** Opening EXERCISE DATA block **
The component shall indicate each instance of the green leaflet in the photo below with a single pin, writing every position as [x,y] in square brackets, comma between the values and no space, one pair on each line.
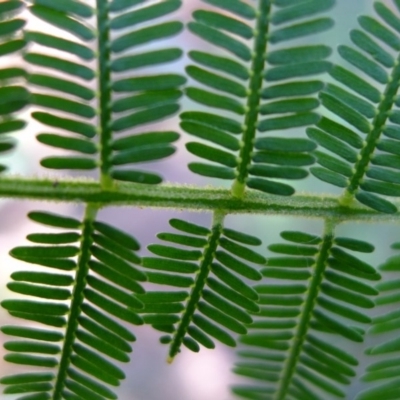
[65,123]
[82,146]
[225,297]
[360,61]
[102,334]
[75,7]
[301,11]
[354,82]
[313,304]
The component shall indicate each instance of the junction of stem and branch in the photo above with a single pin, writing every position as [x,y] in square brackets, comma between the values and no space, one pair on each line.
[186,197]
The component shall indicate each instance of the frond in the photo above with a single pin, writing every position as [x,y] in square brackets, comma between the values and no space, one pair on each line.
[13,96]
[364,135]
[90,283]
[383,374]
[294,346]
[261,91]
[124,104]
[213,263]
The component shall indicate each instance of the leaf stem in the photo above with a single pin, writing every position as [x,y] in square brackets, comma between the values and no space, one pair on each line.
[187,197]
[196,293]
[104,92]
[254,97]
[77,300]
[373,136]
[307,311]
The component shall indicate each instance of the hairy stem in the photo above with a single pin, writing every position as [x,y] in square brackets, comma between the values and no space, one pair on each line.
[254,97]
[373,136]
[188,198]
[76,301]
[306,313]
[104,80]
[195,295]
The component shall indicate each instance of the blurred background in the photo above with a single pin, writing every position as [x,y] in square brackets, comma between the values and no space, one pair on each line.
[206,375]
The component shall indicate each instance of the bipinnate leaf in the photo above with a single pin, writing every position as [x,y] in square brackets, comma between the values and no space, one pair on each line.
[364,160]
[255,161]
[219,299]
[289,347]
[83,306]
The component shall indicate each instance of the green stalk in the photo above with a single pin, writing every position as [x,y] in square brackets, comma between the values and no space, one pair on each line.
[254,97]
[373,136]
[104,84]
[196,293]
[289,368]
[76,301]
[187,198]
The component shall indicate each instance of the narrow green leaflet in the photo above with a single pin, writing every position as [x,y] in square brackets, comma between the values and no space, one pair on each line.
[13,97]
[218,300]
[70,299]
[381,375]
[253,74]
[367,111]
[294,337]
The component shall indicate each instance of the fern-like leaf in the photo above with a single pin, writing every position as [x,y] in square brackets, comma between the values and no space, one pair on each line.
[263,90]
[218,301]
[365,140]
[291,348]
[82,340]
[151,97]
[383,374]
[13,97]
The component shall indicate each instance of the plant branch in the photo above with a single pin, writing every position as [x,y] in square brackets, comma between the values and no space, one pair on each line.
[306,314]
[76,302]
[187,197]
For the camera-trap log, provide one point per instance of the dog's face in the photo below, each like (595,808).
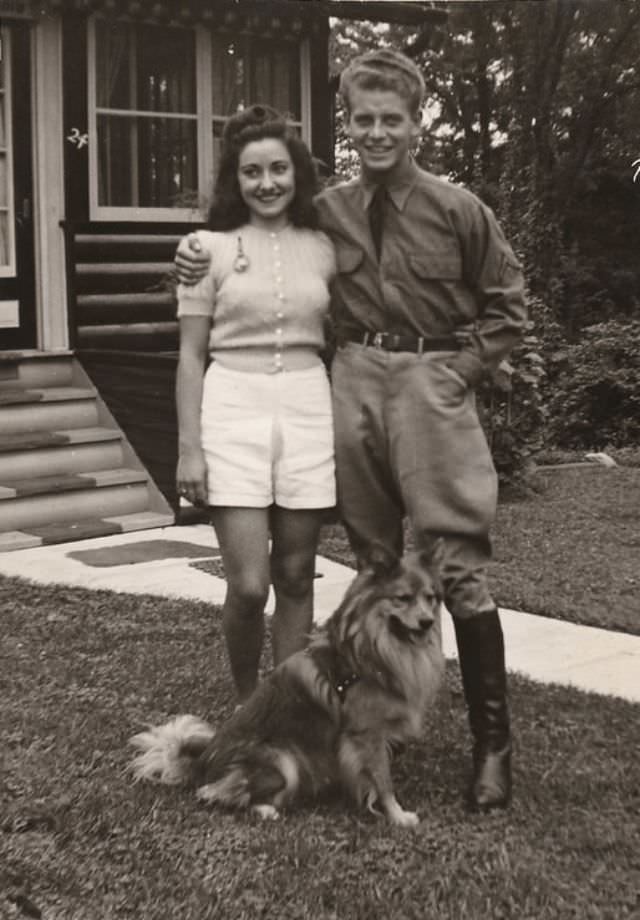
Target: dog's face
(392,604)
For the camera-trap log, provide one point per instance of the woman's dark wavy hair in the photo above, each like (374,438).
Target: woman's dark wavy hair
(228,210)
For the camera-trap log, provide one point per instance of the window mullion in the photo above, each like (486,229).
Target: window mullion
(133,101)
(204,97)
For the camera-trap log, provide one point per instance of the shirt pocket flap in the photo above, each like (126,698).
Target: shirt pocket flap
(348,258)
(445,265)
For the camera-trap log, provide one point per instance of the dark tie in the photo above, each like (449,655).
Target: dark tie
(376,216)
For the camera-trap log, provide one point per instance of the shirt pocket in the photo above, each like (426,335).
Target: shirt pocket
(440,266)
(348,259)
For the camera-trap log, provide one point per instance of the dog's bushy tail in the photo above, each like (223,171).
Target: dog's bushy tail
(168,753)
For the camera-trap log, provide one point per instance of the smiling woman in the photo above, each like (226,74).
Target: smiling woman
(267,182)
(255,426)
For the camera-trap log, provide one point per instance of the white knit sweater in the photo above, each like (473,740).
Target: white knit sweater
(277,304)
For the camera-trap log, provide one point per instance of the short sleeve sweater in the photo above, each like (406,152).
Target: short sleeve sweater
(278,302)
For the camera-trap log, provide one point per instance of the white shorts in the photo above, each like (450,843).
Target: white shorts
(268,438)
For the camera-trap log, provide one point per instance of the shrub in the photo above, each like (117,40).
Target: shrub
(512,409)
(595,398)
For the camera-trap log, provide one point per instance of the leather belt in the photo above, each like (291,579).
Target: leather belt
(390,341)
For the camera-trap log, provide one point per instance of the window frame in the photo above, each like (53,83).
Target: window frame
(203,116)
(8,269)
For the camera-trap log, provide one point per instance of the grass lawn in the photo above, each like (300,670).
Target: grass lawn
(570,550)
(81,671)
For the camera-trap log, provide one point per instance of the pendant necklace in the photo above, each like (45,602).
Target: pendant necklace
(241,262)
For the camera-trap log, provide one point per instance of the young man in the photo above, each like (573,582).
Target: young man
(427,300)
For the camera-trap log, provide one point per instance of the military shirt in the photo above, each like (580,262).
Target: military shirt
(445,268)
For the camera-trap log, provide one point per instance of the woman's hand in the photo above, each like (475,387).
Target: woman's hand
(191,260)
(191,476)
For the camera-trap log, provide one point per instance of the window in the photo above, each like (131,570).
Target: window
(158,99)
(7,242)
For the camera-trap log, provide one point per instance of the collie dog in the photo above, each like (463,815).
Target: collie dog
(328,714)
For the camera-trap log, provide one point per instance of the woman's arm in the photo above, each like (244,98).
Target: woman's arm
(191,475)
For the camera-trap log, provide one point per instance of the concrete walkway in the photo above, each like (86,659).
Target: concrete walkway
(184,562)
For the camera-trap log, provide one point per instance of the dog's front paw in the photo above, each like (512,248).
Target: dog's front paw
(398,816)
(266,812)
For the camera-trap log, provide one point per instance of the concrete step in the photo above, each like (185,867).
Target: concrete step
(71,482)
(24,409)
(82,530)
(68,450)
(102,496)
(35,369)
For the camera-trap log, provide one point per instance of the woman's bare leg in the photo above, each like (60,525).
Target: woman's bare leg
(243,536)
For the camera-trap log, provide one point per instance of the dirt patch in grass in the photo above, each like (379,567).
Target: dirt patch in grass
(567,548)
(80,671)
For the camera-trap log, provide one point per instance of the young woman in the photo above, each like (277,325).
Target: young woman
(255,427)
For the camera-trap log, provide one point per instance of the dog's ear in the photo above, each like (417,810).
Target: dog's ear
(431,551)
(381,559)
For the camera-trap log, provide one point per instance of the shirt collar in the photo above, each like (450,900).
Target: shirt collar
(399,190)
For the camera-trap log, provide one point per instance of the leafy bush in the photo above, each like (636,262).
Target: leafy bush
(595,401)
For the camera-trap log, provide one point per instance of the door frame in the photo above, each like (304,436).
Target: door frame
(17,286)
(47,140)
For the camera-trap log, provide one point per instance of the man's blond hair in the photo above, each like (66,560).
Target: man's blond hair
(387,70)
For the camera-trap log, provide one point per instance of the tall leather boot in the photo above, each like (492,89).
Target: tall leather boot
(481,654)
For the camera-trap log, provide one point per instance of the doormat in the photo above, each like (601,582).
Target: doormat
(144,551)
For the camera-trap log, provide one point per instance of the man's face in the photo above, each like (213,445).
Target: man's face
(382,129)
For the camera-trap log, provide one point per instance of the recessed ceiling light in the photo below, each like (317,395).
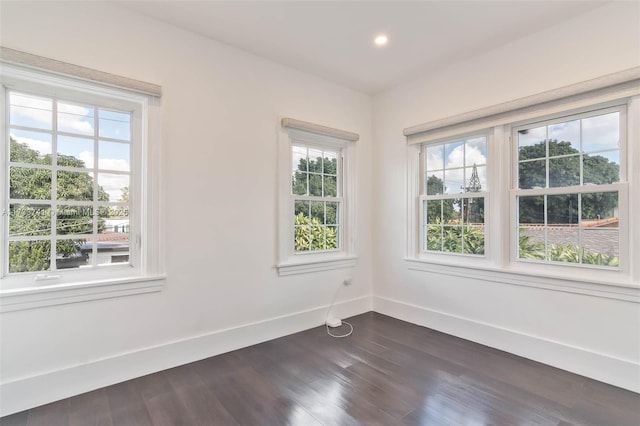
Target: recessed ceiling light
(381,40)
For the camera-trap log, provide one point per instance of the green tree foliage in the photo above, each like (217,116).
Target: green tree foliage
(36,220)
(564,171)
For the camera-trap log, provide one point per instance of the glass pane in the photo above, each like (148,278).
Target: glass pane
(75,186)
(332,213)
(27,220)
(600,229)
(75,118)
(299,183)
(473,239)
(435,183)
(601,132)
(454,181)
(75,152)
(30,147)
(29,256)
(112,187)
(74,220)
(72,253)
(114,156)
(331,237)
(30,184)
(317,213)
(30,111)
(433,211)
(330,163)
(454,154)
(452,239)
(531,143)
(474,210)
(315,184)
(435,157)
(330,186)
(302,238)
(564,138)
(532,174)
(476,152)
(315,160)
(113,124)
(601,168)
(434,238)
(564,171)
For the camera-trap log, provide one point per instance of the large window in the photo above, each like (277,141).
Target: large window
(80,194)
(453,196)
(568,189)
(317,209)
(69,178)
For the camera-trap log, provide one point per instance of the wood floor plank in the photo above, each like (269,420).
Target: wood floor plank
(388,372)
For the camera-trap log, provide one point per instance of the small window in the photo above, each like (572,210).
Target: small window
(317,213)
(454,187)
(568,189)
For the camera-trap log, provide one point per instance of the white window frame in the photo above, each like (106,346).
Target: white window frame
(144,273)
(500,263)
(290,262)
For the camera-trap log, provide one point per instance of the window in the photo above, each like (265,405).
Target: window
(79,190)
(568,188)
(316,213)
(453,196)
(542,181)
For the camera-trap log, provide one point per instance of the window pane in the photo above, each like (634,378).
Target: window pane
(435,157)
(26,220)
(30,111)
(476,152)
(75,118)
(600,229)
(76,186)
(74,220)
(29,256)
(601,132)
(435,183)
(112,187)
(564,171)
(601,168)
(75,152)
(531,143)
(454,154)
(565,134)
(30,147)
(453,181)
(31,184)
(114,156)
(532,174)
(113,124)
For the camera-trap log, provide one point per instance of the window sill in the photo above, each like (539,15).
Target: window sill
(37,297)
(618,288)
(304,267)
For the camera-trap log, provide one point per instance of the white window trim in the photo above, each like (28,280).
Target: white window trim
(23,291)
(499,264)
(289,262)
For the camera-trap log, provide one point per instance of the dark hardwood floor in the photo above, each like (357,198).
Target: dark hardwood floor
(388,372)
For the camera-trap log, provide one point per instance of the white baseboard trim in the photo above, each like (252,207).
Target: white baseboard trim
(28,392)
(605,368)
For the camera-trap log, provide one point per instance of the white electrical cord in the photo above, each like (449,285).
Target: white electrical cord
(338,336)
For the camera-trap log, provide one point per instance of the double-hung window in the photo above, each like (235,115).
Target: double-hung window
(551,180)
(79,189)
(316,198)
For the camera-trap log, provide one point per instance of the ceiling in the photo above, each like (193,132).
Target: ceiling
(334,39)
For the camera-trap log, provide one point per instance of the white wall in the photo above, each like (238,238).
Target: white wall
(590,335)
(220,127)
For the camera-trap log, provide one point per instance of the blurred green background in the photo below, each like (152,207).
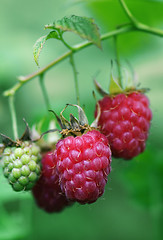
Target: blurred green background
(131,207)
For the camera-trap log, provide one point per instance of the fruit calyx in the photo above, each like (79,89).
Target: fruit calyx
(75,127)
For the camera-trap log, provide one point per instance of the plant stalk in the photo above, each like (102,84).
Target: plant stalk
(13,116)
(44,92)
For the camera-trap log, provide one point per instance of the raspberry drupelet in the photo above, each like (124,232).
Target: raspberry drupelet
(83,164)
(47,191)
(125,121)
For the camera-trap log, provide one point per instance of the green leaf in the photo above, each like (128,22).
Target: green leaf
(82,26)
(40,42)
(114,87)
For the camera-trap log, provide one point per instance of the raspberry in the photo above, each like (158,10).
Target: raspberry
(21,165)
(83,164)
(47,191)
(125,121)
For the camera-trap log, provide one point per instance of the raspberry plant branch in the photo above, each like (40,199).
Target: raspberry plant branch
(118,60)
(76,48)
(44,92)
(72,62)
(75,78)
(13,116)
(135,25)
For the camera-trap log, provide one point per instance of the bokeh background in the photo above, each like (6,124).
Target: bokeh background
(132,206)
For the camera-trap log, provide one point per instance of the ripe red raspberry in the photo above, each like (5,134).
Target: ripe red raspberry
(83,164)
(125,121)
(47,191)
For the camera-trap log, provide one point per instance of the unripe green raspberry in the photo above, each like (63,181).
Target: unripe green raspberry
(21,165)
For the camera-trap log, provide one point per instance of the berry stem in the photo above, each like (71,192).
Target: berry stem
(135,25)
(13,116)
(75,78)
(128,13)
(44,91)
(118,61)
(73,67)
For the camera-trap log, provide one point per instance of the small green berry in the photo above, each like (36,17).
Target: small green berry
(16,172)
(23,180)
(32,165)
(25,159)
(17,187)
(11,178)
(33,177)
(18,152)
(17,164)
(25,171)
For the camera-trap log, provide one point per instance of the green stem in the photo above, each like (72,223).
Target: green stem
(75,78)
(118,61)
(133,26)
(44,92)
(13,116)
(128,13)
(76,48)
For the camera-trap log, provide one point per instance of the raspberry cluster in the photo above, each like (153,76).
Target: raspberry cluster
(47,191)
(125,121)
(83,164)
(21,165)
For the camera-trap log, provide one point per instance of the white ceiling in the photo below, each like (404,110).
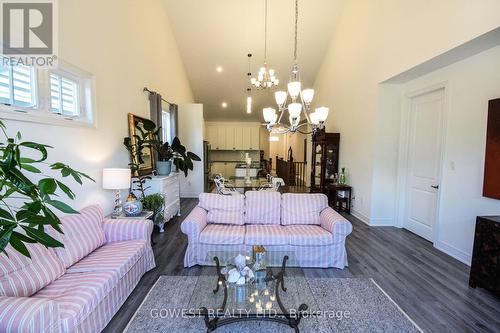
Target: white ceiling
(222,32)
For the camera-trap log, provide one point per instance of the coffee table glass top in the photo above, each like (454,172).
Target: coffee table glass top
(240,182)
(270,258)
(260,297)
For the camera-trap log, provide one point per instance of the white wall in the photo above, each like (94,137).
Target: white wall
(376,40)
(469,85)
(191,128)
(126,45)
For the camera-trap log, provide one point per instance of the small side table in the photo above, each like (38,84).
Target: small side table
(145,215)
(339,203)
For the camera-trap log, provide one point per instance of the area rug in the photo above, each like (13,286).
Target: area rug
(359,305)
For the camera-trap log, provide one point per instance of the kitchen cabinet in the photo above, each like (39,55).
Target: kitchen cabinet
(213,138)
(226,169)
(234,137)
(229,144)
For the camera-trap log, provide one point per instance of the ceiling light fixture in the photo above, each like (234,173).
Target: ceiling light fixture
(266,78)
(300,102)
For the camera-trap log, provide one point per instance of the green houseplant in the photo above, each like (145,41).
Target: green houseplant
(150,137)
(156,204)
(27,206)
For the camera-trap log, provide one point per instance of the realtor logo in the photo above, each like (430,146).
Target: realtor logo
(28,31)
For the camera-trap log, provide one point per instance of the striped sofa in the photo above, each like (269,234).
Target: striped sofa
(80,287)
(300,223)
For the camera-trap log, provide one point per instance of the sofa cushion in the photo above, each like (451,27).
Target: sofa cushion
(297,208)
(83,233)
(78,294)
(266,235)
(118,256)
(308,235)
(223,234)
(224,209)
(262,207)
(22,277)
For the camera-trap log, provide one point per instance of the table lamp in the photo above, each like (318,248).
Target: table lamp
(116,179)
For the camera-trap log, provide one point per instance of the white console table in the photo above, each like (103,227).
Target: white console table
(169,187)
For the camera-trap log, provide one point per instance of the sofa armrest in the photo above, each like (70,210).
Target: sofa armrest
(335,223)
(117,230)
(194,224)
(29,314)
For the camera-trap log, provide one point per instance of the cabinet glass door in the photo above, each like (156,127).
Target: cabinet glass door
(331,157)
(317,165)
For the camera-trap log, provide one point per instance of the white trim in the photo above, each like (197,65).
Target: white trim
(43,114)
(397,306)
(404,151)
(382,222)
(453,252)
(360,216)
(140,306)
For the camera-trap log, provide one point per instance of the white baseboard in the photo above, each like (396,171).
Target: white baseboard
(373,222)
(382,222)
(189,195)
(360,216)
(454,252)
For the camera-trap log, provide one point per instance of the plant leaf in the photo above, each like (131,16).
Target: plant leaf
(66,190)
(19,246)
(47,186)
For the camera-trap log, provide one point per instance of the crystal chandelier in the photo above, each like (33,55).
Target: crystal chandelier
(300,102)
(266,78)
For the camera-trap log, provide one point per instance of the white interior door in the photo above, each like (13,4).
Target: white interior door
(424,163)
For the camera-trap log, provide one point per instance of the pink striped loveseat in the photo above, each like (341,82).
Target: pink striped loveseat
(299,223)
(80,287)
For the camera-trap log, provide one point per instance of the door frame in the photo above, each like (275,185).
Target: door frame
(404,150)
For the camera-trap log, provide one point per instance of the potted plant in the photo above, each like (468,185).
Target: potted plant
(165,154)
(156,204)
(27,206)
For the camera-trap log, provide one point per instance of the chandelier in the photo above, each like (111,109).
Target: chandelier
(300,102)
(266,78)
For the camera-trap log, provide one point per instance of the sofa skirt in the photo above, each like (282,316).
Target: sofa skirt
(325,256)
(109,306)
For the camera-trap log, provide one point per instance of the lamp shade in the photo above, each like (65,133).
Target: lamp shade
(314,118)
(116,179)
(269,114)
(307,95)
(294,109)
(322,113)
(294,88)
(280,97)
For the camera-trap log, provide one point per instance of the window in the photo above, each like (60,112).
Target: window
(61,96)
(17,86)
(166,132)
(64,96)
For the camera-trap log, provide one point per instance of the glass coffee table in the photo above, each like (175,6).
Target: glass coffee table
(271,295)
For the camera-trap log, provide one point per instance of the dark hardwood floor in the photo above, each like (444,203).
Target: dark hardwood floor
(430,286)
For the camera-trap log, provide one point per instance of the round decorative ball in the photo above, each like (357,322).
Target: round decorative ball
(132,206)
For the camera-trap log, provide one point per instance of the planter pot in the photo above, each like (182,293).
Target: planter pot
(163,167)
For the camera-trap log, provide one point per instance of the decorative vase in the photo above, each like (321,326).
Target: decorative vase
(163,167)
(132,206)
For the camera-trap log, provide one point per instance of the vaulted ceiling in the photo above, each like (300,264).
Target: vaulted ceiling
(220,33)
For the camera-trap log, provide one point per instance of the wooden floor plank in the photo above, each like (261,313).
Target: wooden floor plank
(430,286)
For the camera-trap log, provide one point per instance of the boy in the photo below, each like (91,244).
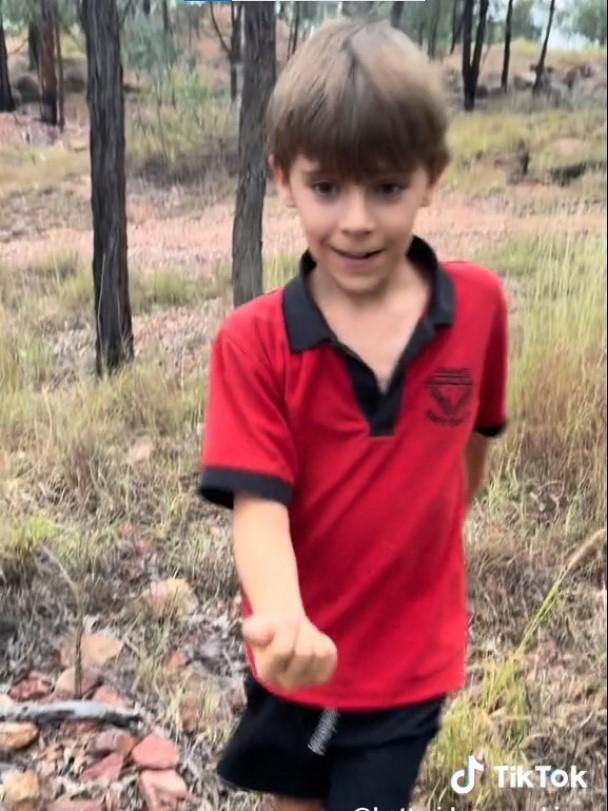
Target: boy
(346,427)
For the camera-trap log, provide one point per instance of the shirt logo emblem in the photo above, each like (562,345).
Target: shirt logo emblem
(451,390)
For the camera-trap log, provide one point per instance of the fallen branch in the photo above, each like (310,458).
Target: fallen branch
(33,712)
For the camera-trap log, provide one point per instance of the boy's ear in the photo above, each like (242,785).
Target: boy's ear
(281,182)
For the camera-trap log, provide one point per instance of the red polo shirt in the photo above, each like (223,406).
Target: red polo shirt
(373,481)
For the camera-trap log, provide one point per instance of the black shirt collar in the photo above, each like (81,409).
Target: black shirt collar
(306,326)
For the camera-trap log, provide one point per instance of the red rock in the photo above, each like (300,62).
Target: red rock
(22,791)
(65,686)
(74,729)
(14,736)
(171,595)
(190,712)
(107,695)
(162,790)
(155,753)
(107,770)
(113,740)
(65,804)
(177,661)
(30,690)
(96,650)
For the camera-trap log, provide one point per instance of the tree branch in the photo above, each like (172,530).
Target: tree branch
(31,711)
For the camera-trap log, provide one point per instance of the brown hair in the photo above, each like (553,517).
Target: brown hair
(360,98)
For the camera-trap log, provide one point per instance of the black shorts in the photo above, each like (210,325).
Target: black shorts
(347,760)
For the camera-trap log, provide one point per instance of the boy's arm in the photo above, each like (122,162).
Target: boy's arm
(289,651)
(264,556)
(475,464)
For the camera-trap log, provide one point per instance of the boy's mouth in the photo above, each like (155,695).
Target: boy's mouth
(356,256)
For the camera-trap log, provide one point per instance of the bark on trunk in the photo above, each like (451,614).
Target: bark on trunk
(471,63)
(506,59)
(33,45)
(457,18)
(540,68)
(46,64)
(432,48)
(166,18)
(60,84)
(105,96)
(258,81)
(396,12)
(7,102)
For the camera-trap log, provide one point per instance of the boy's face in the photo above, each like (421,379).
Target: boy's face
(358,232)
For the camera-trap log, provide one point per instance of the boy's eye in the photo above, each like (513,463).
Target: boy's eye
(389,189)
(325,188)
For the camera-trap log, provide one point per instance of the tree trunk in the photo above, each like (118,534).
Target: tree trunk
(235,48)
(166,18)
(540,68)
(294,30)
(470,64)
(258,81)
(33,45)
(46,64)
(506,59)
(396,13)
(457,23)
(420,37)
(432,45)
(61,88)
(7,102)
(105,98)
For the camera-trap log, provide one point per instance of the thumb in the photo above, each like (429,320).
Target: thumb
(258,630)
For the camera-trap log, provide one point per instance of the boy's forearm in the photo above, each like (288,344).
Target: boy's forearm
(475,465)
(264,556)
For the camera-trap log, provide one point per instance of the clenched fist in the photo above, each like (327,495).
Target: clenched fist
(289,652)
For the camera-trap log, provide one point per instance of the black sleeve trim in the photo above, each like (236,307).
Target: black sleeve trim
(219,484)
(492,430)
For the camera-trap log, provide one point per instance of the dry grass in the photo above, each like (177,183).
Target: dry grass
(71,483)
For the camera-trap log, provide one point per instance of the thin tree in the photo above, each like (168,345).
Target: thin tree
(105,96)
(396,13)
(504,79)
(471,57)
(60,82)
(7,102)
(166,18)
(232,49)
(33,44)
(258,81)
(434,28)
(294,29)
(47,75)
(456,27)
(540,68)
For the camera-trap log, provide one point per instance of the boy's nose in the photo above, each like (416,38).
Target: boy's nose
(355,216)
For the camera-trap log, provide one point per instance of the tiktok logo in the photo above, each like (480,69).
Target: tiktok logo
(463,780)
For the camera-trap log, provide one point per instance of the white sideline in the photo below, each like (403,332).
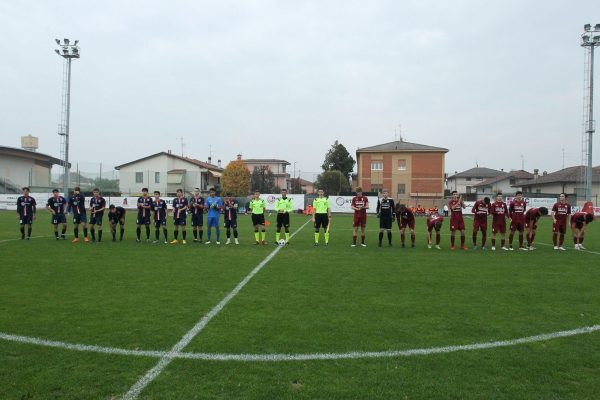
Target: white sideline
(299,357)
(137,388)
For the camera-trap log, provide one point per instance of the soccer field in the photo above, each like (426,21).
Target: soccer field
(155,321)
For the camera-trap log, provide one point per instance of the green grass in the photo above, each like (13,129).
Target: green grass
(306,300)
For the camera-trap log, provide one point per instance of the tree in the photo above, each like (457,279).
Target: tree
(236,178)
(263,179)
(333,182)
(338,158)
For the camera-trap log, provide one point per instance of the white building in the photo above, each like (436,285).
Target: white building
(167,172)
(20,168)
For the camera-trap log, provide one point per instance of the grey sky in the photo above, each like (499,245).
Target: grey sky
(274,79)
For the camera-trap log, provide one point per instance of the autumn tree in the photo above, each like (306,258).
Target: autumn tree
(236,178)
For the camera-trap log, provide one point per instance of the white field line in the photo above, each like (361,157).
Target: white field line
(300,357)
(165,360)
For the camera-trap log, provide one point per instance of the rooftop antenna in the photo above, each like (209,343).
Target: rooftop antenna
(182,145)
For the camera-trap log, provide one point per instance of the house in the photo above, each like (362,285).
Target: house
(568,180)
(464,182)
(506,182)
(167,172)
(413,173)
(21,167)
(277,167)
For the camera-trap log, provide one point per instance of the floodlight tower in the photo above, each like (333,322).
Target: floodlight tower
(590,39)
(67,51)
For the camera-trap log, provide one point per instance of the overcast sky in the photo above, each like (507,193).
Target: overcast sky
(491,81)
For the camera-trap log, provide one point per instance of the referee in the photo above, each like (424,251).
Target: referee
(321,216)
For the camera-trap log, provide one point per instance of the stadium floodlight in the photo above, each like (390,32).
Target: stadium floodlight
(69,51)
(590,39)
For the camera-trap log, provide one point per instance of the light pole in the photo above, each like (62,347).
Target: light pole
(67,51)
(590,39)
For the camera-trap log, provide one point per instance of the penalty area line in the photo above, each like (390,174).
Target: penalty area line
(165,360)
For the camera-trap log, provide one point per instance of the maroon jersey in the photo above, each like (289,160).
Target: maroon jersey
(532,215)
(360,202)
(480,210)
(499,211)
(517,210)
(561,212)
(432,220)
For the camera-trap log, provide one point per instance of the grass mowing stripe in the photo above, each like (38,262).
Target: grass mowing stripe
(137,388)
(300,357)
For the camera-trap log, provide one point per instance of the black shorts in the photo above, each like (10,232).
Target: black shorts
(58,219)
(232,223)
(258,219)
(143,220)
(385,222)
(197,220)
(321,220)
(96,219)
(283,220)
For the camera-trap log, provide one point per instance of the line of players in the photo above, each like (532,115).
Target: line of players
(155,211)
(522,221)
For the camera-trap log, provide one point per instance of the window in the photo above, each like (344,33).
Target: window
** Closing EXERCISE DATA block **
__TASK BRIEF__
Your task is to restate, word for word, only those lines above that fall between the line holding "each like (158,10)." and the line holding "each like (71,192).", inclusive.

__COMPLETED TASK__
For the camera-trap log, provide one point per instance of the raspberry in the photo above, each like (158,10).
Target: raspberry
(21,165)
(83,164)
(47,191)
(125,121)
For the camera-trap log, provide one point per instance of the raspberry plant branch in the photo above, each like (40,199).
Target: raspberry plant branch
(118,60)
(76,48)
(44,92)
(72,62)
(75,78)
(13,116)
(135,25)
For the camera-trap log, provide one point per instance of the bokeh background in the photo above, each like (6,124).
Target: bokeh background
(132,206)
For the camera-trap log, provide one point per instance of the ripe red raspberry in the photo above, each like (5,134).
Target: ripe red raspberry
(83,164)
(125,121)
(47,191)
For the camera-trap log, provide one point per instance of the unripe green raspberry in the photo above, each like (63,181).
Target: unripe green raspberry
(21,165)
For the camera-trap log, provide one point per instance of the berry stem in the photo above, each like (71,192).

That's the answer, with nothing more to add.